### Challenge 1:
Reproduce the note on improved estimates for the Proven and Optimistic scenarios word for word, in full.
### Challenge 2:
From the records, quote the stretch from the line containing "Where can you spot the crowd" through the line containing "pixel 25 194", with both of those lines included, and nothing else.

### Selected text:
Home > BOE, Energy > BOE: Improved Estimates for Proven and Optimistic

BOE: Improved Estimates for Proven and Optimistic

2012 May 24

Improved estimates for the Proven and Optimistic scenarios using the BP Statistical Review of World Energy 2011 (xls) as fully as possible. The original source for the optimistic estimates remains opaque. They are both considerably lower than the ‘in-place’ estimates used in WGIII, as they should be. Recoverable reserves are only a fraction of in-place resources.

# COAL: TONNES TO TONNES OF OIL EQUIVALENT
# BP Statistical Review 2011
# 7273 tonnes of coal / yr (2010)
# 3731 tonnes of oil equivalent /yr (2010)
# conversion factor of tonnes coal to ‘tonnes of oil equivalent’
coal_toe_conv = 3731/7273 # .513

# NATURAL GAS: BILLION CUBIC METERS TO GIGATONNES OF OIL EQUIVALENT
# BP Statistical Review 2011
# 3193 billion cubic meters / yr (2010)
# 2.88 gigatonnes of oil equivalent / yr (2010)

### Listed entries:
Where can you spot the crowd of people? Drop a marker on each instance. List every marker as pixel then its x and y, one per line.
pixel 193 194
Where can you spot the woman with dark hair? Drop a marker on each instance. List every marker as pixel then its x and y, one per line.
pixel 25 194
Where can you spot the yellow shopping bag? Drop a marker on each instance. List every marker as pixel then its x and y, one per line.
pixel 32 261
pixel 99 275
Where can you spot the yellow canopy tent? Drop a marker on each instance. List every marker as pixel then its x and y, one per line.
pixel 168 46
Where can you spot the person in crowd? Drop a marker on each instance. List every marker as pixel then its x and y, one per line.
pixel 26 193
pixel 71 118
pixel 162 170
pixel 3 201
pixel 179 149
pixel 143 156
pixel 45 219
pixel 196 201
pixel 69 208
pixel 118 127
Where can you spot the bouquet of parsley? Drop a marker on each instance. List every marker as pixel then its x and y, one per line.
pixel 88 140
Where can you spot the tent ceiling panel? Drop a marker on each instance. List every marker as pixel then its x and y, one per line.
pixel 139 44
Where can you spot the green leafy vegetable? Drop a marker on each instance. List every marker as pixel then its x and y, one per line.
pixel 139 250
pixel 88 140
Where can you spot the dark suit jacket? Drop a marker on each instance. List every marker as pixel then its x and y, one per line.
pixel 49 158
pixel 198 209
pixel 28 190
--
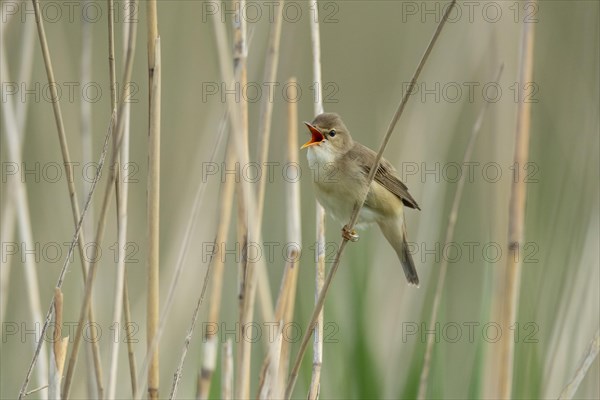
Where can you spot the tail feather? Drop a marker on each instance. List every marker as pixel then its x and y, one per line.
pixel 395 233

### Answer 1:
Home > BOE, Energy > BOE: Improved Estimates for Proven and Optimistic

BOE: Improved Estimates for Proven and Optimistic

2012 May 24

Improved estimates for the Proven and Optimistic scenarios using the BP Statistical Review of World Energy 2011 (xls) as fully as possible. The original source for the optimistic estimates remains opaque. They are both considerably lower than the ‘in-place’ estimates used in WGIII, as they should be. Recoverable reserves are only a fraction of in-place resources.

# COAL: TONNES TO TONNES OF OIL EQUIVALENT
# BP Statistical Review 2011
# 7273 tonnes of coal / yr (2010)
# 3731 tonnes of oil equivalent /yr (2010)
# conversion factor of tonnes coal to ‘tonnes of oil equivalent’
coal_toe_conv = 3731/7273 # .513

# NATURAL GAS: BILLION CUBIC METERS TO GIGATONNES OF OIL EQUIVALENT
# BP Statistical Review 2011
# 3193 billion cubic meters / yr (2010)
# 2.88 gigatonnes of oil equivalent / yr (2010)

### Answer 2:
Where can you spot the crowd of people? Drop a marker on each instance. List every marker as pixel then its x and y, one per line.
pixel 193 194
Where can you spot the woman with dark hair? Drop a marker on each instance. List every marker as pixel then its x and y, one per line.
pixel 25 194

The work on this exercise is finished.